• **WHAT THE TASK REQUIRES**:
Repeat the data exactly, please; no pictures belong in the copy.

═══ SOURCE MATERIAL ═══

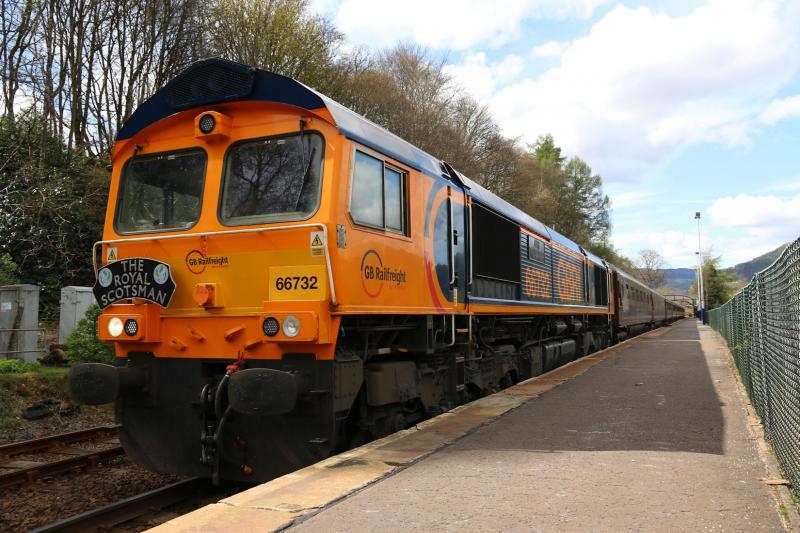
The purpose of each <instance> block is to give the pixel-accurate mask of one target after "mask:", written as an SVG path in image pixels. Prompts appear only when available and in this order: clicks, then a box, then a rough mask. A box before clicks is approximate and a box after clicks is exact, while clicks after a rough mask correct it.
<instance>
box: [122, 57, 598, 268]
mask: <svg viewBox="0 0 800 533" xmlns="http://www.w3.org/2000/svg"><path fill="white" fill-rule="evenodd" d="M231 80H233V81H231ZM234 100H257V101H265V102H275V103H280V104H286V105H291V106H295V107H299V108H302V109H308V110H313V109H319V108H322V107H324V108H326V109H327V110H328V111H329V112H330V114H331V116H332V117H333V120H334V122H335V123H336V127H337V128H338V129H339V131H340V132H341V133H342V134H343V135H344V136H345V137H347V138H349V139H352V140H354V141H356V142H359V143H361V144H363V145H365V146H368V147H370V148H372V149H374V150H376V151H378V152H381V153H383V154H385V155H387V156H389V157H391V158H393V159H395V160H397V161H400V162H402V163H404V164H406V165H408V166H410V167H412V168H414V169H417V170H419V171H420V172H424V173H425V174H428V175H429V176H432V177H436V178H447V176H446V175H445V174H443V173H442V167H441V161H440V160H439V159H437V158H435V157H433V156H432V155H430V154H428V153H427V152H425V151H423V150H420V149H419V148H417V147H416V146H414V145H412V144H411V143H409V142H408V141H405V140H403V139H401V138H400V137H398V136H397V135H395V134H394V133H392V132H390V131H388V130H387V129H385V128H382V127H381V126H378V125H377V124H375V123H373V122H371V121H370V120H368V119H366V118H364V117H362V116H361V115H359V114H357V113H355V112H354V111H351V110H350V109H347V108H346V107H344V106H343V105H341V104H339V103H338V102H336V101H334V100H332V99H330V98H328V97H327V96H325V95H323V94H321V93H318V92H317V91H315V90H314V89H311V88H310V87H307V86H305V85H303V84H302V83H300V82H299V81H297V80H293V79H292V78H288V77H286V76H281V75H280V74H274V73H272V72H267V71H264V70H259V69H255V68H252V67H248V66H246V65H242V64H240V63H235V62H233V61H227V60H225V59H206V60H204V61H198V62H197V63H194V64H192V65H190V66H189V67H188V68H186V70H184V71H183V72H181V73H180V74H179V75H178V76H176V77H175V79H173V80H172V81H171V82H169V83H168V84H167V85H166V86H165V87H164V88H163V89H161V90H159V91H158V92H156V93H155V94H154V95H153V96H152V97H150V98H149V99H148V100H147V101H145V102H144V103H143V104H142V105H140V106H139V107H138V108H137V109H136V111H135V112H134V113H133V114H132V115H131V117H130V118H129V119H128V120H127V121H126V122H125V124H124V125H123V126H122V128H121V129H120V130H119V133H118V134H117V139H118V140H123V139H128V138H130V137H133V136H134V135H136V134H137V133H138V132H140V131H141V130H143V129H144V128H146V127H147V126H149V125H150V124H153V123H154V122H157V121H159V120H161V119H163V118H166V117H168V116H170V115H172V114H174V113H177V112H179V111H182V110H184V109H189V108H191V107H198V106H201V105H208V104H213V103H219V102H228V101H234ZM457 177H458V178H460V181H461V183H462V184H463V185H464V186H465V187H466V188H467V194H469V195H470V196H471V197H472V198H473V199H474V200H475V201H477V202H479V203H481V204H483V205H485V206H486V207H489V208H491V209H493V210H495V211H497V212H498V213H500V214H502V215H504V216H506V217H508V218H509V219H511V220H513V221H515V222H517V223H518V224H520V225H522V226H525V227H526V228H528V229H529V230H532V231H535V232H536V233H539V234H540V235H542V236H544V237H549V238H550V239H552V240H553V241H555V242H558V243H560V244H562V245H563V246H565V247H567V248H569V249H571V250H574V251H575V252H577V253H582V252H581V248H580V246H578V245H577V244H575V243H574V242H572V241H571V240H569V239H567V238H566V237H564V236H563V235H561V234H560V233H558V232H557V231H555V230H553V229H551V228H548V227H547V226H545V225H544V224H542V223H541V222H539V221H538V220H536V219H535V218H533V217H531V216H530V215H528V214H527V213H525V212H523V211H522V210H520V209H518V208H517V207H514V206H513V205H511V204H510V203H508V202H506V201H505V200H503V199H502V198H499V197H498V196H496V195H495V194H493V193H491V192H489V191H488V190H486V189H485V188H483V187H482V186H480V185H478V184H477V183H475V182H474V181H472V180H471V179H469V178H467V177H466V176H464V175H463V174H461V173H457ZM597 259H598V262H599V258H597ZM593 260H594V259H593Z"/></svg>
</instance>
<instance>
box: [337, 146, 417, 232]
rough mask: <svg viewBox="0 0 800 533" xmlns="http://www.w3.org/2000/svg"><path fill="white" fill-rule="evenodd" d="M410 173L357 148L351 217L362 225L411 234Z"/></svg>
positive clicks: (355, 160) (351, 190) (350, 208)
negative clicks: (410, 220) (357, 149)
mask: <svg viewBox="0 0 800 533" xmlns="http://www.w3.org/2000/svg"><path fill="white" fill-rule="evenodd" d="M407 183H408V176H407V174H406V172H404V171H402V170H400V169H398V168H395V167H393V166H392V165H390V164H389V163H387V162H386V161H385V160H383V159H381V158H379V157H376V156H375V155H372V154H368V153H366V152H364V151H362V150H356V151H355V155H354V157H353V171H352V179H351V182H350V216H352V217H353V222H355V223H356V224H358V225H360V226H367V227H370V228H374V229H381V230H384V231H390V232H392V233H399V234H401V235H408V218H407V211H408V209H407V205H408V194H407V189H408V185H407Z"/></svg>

═══

• **RESULT OF THE TASK**:
The purpose of each <instance> block is to give the pixel-accurate mask of one target after "mask:", written as an SVG path in image pixels. Prompts appear only when available and in this order: clicks, then a box, then a rough mask. A box before clicks is approximate and a box after clicks is exact, while clicks after a rough mask correct it.
<instance>
box: [122, 57, 598, 268]
mask: <svg viewBox="0 0 800 533" xmlns="http://www.w3.org/2000/svg"><path fill="white" fill-rule="evenodd" d="M231 80H233V81H231ZM234 100H257V101H265V102H275V103H280V104H286V105H291V106H295V107H299V108H302V109H308V110H313V109H319V108H322V107H324V108H326V109H327V110H328V111H329V112H330V114H331V116H332V117H333V120H334V122H335V123H336V127H337V128H338V129H339V131H340V132H341V133H342V134H343V135H344V136H345V137H347V138H349V139H352V140H354V141H356V142H359V143H361V144H363V145H365V146H368V147H370V148H372V149H374V150H376V151H378V152H381V153H383V154H385V155H387V156H389V157H391V158H393V159H395V160H397V161H400V162H402V163H404V164H406V165H408V166H410V167H412V168H414V169H417V170H419V171H420V172H424V173H425V174H428V175H429V176H432V177H436V178H447V176H446V175H445V174H443V173H442V167H441V161H440V160H439V159H437V158H435V157H433V156H432V155H430V154H428V153H427V152H425V151H423V150H420V149H419V148H417V147H416V146H414V145H412V144H411V143H409V142H408V141H405V140H403V139H401V138H400V137H398V136H397V135H395V134H394V133H392V132H390V131H388V130H387V129H385V128H382V127H381V126H378V125H377V124H375V123H373V122H371V121H370V120H368V119H366V118H364V117H362V116H361V115H359V114H357V113H355V112H354V111H351V110H350V109H347V108H346V107H344V106H343V105H341V104H339V103H338V102H336V101H334V100H332V99H330V98H328V97H327V96H325V95H323V94H321V93H318V92H317V91H315V90H314V89H311V88H310V87H307V86H305V85H303V84H302V83H300V82H299V81H297V80H293V79H292V78H288V77H286V76H281V75H280V74H274V73H272V72H267V71H264V70H259V69H255V68H252V67H248V66H246V65H242V64H240V63H235V62H233V61H227V60H225V59H206V60H204V61H198V62H197V63H194V64H192V65H190V66H189V67H188V68H186V70H184V71H183V72H181V73H180V74H179V75H178V76H176V77H175V79H173V80H172V81H171V82H169V83H168V84H167V85H166V86H165V87H164V88H163V89H161V90H159V91H158V92H156V93H155V94H154V95H153V96H152V97H150V98H149V99H148V100H147V101H145V102H144V103H143V104H142V105H140V106H139V107H138V108H137V109H136V111H135V112H134V113H133V114H132V115H131V117H130V118H129V119H128V120H127V121H126V122H125V124H124V125H123V126H122V128H121V129H120V130H119V133H118V134H117V139H118V140H123V139H128V138H130V137H133V136H134V135H136V134H137V133H138V132H140V131H141V130H143V129H144V128H146V127H147V126H149V125H150V124H153V123H154V122H157V121H159V120H161V119H163V118H166V117H168V116H170V115H172V114H174V113H177V112H179V111H182V110H184V109H189V108H191V107H198V106H201V105H208V104H213V103H219V102H228V101H234ZM457 177H458V178H460V181H461V183H462V184H463V185H464V186H465V187H466V188H467V194H469V195H470V196H471V197H472V198H473V199H474V200H475V201H477V202H479V203H481V204H483V205H485V206H486V207H489V208H491V209H493V210H495V211H497V212H498V213H500V214H502V215H504V216H506V217H508V218H509V219H511V220H513V221H515V222H517V223H518V224H520V225H522V226H525V227H526V228H528V229H529V230H532V231H535V232H536V233H539V234H540V235H542V236H544V237H549V238H550V239H552V240H553V241H555V242H558V243H560V244H562V245H563V246H565V247H567V248H569V249H571V250H574V251H575V252H577V253H582V252H581V248H580V246H578V245H577V244H575V243H574V242H572V241H571V240H569V239H567V238H566V237H564V236H563V235H561V234H560V233H558V232H557V231H555V230H553V229H551V228H548V227H547V226H545V225H544V224H542V223H541V222H539V221H538V220H536V219H535V218H533V217H531V216H530V215H528V214H527V213H525V212H523V211H522V210H520V209H518V208H517V207H514V206H513V205H511V204H510V203H508V202H506V201H505V200H503V199H502V198H499V197H498V196H496V195H495V194H493V193H491V192H489V191H488V190H486V189H485V188H483V187H482V186H480V185H478V184H477V183H475V182H474V181H472V180H471V179H469V178H467V177H466V176H464V175H463V174H461V173H457ZM597 259H598V262H599V258H597ZM593 260H594V259H593Z"/></svg>
</instance>
<instance>
box: [337, 146, 417, 232]
rough mask: <svg viewBox="0 0 800 533" xmlns="http://www.w3.org/2000/svg"><path fill="white" fill-rule="evenodd" d="M410 173L357 148L351 217L362 225L411 234Z"/></svg>
positive clicks: (355, 160) (351, 190) (350, 208)
negative clicks: (410, 220) (357, 149)
mask: <svg viewBox="0 0 800 533" xmlns="http://www.w3.org/2000/svg"><path fill="white" fill-rule="evenodd" d="M407 183H408V176H407V174H406V172H404V171H402V170H400V169H398V168H395V167H393V166H392V165H390V164H389V163H387V162H386V161H385V160H383V159H381V158H379V157H376V156H375V155H372V154H368V153H366V152H364V151H362V150H356V151H355V155H354V157H353V171H352V179H351V182H350V216H352V217H353V222H355V223H356V224H358V225H360V226H367V227H370V228H374V229H381V230H384V231H390V232H392V233H399V234H401V235H408V218H407V211H408V209H407V205H408V194H407V189H408V185H407Z"/></svg>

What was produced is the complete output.